[Dataset excerpt]
━━━

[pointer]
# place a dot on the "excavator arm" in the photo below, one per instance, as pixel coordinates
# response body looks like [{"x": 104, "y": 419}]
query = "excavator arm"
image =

━━━

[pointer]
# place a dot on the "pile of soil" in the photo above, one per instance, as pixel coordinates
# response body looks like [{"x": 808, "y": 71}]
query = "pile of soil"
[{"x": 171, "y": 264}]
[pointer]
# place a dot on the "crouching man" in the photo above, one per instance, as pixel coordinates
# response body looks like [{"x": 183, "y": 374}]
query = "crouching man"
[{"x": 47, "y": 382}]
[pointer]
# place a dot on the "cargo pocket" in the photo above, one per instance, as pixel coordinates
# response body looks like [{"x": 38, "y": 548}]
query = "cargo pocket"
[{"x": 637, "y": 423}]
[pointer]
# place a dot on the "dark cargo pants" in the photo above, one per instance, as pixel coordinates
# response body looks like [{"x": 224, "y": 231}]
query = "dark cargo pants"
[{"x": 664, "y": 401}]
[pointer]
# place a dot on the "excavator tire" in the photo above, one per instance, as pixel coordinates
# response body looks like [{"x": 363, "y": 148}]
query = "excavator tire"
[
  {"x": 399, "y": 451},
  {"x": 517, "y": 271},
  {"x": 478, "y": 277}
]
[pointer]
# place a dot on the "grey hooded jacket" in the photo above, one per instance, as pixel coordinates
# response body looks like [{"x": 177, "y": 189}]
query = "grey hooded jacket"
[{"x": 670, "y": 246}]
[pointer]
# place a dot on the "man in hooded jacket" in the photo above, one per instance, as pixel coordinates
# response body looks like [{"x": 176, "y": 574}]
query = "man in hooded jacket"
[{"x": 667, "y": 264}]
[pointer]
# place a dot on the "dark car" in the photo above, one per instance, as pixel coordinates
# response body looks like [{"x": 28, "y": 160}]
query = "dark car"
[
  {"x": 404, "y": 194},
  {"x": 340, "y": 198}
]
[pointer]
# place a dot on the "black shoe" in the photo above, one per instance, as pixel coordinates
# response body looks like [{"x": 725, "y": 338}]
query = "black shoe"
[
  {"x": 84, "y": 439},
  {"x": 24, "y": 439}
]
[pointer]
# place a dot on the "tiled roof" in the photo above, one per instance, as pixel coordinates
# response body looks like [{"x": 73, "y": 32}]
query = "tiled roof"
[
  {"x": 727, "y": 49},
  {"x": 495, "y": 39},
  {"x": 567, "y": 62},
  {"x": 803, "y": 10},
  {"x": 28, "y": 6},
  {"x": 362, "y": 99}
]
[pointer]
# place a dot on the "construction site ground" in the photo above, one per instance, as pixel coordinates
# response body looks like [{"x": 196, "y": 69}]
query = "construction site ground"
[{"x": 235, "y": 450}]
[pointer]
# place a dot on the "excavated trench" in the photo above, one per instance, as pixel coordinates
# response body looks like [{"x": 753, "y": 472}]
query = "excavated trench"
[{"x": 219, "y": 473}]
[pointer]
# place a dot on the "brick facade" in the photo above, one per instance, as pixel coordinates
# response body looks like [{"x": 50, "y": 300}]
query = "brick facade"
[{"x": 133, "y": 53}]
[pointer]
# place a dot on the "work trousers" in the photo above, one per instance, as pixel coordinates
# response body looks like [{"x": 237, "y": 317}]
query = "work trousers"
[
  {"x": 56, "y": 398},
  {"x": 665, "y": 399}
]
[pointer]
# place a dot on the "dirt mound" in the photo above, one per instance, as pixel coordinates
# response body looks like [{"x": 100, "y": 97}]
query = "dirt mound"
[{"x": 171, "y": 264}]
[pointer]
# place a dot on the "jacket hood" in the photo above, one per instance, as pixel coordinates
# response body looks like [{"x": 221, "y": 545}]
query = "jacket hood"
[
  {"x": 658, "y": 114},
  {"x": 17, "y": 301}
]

━━━

EXERCISE -
Count how many lines of the material above contain the word "tiled", and reply with only that number.

WRITTEN ANSWER -
2